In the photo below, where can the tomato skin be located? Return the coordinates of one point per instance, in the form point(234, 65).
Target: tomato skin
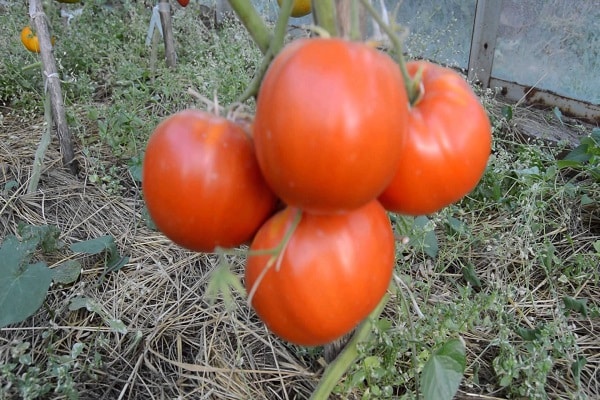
point(300, 8)
point(330, 118)
point(334, 271)
point(447, 148)
point(202, 184)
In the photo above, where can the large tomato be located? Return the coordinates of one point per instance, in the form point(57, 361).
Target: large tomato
point(332, 273)
point(331, 116)
point(447, 146)
point(201, 182)
point(300, 8)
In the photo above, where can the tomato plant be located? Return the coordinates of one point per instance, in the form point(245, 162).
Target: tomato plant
point(300, 8)
point(201, 182)
point(447, 147)
point(331, 274)
point(330, 118)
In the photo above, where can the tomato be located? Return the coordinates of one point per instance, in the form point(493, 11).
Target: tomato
point(300, 8)
point(447, 147)
point(31, 41)
point(333, 272)
point(201, 182)
point(330, 118)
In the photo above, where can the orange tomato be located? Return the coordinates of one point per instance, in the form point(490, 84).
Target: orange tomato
point(31, 41)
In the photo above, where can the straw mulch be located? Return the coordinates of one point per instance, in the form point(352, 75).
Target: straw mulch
point(178, 343)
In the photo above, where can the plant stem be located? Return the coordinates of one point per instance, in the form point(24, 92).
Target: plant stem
point(334, 371)
point(253, 22)
point(275, 46)
point(324, 15)
point(412, 85)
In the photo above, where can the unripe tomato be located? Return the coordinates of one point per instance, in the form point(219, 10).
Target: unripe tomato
point(300, 8)
point(202, 184)
point(331, 274)
point(447, 147)
point(31, 41)
point(330, 118)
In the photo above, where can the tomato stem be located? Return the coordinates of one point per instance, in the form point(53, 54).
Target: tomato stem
point(275, 45)
point(338, 367)
point(276, 253)
point(253, 22)
point(324, 16)
point(412, 85)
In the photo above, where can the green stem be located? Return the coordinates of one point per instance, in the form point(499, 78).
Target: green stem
point(411, 327)
point(355, 33)
point(334, 371)
point(253, 22)
point(275, 46)
point(412, 85)
point(324, 15)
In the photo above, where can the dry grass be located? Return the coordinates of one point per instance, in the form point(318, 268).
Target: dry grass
point(180, 345)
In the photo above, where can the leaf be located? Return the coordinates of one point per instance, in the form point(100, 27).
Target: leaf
point(470, 275)
point(428, 238)
point(529, 334)
point(457, 226)
point(45, 236)
point(67, 272)
point(576, 368)
point(507, 112)
point(443, 372)
point(558, 114)
point(95, 246)
point(22, 290)
point(12, 254)
point(576, 305)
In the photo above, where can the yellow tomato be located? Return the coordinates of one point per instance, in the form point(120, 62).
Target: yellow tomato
point(30, 40)
point(300, 8)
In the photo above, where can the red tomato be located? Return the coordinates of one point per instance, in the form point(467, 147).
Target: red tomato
point(447, 146)
point(330, 118)
point(333, 272)
point(202, 184)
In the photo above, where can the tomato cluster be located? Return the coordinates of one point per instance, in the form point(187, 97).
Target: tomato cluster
point(337, 144)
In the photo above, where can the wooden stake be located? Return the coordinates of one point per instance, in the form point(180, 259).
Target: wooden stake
point(52, 85)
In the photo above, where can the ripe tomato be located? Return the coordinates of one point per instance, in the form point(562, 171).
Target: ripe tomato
point(300, 8)
point(330, 118)
point(333, 272)
point(201, 182)
point(447, 146)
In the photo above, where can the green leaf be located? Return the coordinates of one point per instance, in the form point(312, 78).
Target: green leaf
point(428, 238)
point(13, 253)
point(45, 236)
point(443, 371)
point(507, 112)
point(22, 290)
point(457, 226)
point(576, 305)
point(95, 246)
point(529, 334)
point(576, 368)
point(67, 272)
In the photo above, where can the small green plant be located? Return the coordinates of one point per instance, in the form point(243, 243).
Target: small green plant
point(586, 156)
point(24, 284)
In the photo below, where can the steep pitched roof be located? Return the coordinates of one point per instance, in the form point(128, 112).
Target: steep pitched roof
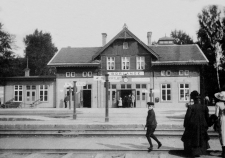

:::

PROBLEM TO WORK ON: Lay out the listing, starting at the line that contains "In the photo above, where can the wooden" and ending at the line that contains "point(52, 85)", as a two-column CSV with the columns input and output. Give one row for each text and its answer, with each in its own quoted field and line breaks replaced by spaces.

SOLUTION FOR THIS TASK:
input,output
"In the photo above, where can the wooden stake be located? Return the coordinates of one point per instance, in the form point(180, 259). Target: wooden stake","point(52, 85)"